Since the early 1980s, university students voiced the most radical criticism of the United States. Most students believed that South Korea’s military and economic relations with the United States bred their country’s dependence on U.S. assistance. The large U.S. military presence on South Korean soil was a major source of intense anti-Americanism among students who saw U.S. troops in their nation as occupiers, not protectors. The conviction of “U.S. complicity” with South Korean dictatorships became part of the general struggle against the authoritarian military regime and the democratization movement in South Korea. The 1980 Kwangju incident particularly inspired much of the anti-American rhetoric echoing throughout subsequent demonstrations across the country.

Since 1988 anti-Americanism generated by resentment of U.S. “misbehavior” in the course of South Korea’s democratization has virtually declined. Following the implementation of the 1987 democratic constitution, much public support for the radical student movement has diminished, and for many middle-class South Koreans, the mass protests of the mid-1980s achieved their goal. South Korea’s political system was democratized, and in 1992, 1997, 2002, and 2007 politicians without a military background—Kim Young-sam, Kim
Dae-jung, Roh Moo-hyun, and Lee Myung-bak—were elected president consecutively. The more radical aspects of the student movements—the call for redistribution of economic wealth and praise for the North Korean regime— have alienated middle-class Koreans. Even on campuses, true radicals have comprised less than 5 percent of the student body. Still, however, residual anti-Americanism among a small number of student and dissident activists has spread to the mainstream, and charges of “American arrogance” remain a frequent accusation at most anti-U.S. demonstrations.

South Korea’s Nordpolitik

During the Cold War period, South Korea’s relations with the communist world were characterized by antagonism and hostility, similar to relations between North Korea and the United States. In fact, both Koreas were a “scapegoat” of Cold War politics, as the emergence of the two Koreas made the Korean peninsula into a major battleground in the Cold War.

TASK DESCRIPTION
Quote the passage on anti-Americanism in South Korea from "Since the early" to "across the country.".

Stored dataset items

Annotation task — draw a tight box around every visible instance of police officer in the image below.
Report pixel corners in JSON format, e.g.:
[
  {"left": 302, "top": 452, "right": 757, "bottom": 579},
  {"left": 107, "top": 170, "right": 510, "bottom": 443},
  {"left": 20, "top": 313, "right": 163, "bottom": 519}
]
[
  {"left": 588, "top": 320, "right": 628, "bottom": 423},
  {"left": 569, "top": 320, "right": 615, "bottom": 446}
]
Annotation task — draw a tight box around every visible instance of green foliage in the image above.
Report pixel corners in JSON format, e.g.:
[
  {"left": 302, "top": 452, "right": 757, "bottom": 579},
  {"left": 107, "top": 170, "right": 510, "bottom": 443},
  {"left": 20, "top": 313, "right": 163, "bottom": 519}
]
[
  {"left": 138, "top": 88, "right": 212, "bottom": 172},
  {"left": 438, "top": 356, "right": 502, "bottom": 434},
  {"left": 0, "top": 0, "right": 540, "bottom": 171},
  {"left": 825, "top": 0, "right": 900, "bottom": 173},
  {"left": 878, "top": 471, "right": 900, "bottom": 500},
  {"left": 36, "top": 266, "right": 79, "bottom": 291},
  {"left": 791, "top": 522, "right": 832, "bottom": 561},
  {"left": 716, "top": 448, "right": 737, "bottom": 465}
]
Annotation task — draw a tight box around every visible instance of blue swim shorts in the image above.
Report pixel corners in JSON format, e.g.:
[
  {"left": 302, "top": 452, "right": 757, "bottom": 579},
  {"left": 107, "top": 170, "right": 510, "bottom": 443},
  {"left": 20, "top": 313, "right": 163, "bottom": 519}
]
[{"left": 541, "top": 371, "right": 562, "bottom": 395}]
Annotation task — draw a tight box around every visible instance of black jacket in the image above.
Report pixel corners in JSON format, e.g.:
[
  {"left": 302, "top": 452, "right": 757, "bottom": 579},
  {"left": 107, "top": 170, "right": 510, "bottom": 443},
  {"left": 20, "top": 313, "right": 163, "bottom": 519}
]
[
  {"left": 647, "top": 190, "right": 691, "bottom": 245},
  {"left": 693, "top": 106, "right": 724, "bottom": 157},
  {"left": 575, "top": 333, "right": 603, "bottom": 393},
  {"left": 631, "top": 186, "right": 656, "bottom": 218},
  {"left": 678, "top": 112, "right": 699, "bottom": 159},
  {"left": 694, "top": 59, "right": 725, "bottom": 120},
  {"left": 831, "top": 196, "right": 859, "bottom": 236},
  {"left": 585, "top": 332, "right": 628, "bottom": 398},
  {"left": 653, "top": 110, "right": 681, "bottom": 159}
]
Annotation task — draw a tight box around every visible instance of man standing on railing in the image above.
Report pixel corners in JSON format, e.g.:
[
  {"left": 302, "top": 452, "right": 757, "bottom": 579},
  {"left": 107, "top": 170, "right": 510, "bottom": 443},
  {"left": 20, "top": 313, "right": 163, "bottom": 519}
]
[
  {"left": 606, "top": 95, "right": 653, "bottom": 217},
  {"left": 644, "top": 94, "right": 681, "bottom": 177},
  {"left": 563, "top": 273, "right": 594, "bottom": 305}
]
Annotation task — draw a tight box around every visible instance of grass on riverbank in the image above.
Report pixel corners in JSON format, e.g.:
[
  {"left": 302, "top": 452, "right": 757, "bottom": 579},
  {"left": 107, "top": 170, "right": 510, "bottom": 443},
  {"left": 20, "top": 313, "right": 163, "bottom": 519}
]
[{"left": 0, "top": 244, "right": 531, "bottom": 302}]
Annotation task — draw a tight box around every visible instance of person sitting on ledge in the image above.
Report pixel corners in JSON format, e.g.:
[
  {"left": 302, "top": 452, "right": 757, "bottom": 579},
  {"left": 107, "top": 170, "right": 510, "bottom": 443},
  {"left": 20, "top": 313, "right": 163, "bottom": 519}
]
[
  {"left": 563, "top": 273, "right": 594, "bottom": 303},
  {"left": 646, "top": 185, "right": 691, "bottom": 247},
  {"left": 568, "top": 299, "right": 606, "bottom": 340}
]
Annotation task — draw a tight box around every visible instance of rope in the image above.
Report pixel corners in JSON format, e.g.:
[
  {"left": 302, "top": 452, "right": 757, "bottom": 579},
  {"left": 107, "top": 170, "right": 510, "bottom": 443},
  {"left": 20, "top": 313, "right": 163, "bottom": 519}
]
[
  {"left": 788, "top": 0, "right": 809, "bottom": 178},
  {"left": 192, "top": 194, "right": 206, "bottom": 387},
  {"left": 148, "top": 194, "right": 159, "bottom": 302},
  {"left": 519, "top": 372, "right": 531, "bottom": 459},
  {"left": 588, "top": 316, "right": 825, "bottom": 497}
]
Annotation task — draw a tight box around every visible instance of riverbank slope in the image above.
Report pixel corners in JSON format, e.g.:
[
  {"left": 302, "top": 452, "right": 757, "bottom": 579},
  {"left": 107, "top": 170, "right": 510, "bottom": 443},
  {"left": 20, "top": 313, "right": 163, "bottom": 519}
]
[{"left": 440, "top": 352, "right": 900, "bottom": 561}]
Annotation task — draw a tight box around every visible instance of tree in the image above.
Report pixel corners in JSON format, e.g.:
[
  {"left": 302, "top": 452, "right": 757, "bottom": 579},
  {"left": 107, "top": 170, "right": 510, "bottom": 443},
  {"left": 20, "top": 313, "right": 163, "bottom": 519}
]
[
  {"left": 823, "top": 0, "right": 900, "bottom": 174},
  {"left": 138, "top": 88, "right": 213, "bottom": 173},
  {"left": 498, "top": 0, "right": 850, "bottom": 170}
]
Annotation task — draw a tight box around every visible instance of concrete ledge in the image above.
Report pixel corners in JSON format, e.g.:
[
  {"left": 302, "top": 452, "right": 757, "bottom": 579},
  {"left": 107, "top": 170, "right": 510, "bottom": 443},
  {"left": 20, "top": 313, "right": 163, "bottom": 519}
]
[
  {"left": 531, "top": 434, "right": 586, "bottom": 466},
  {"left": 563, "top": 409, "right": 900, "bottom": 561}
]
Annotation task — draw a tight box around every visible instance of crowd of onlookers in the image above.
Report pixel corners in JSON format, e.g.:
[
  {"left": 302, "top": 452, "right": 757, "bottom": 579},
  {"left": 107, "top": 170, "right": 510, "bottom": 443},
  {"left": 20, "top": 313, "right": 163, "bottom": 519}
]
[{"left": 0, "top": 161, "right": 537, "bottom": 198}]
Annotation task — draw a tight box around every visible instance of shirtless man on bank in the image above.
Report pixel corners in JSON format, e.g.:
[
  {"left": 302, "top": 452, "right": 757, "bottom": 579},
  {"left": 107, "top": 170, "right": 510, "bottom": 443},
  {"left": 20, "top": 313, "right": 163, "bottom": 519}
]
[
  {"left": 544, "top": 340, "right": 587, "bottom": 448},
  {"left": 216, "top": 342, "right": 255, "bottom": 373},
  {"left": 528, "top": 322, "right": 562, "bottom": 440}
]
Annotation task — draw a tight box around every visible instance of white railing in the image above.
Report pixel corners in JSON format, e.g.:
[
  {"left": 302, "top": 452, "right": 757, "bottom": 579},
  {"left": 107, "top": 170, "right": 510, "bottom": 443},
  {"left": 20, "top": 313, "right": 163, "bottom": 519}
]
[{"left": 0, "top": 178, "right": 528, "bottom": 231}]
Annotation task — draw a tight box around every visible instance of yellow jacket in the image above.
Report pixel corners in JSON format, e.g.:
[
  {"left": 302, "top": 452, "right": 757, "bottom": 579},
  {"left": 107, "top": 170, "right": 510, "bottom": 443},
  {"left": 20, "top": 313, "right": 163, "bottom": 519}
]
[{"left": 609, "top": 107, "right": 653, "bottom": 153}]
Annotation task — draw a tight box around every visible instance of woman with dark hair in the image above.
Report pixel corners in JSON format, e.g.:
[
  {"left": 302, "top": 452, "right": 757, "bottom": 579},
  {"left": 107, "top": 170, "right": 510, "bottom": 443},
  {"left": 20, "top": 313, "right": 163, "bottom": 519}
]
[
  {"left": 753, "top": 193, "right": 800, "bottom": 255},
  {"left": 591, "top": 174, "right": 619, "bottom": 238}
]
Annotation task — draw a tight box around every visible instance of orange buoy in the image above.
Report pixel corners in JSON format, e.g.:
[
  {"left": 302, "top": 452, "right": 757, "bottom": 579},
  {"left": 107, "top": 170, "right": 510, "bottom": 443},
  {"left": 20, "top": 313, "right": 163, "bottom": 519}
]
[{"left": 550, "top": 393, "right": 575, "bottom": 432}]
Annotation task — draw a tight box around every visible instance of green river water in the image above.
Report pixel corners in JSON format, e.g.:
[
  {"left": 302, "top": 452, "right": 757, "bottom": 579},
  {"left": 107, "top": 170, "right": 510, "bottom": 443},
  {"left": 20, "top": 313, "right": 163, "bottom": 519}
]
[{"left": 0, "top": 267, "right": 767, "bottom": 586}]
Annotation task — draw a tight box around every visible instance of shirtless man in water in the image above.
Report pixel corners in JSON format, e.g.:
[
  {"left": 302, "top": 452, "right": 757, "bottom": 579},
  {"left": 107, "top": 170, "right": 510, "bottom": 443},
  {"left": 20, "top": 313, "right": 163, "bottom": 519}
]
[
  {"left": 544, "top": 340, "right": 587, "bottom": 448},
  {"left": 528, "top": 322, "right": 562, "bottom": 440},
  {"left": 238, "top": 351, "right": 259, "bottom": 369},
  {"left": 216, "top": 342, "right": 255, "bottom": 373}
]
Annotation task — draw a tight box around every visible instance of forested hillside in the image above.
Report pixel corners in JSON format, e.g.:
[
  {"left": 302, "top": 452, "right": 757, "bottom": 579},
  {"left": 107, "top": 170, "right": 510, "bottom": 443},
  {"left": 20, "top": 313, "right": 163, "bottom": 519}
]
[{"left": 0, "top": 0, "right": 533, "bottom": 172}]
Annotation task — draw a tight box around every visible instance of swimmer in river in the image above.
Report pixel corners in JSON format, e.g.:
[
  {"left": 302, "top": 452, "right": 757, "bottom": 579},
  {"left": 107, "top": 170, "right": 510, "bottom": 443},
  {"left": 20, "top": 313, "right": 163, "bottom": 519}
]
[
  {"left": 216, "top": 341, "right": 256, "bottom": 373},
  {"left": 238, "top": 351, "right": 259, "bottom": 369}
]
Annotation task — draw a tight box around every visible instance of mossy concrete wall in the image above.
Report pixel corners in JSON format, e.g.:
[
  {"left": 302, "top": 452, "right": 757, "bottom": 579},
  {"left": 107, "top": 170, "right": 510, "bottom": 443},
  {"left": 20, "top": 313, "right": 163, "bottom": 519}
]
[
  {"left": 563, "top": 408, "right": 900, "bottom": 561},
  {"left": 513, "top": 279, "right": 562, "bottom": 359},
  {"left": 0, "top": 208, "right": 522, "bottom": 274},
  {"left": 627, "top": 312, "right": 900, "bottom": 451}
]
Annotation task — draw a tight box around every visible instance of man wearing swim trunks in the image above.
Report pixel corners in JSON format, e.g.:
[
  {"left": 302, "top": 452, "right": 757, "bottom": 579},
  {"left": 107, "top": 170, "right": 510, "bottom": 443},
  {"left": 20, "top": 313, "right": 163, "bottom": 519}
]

TASK RESPONSE
Since the early 1980s, university students voiced the most radical criticism of the United States. Most students believed that South Korea’s military and economic relations with the United States bred their country’s dependence on U.S. assistance. The large U.S. military presence on South Korean soil was a major source of intense anti-Americanism among students who saw U.S. troops in their nation as occupiers, not protectors. The conviction of “U.S. complicity” with South Korean dictatorships became part of the general struggle against the authoritarian military regime and the democratization movement in South Korea. The 1980 Kwangju incident particularly inspired much of the anti-American rhetoric echoing throughout subsequent demonstrations across the country.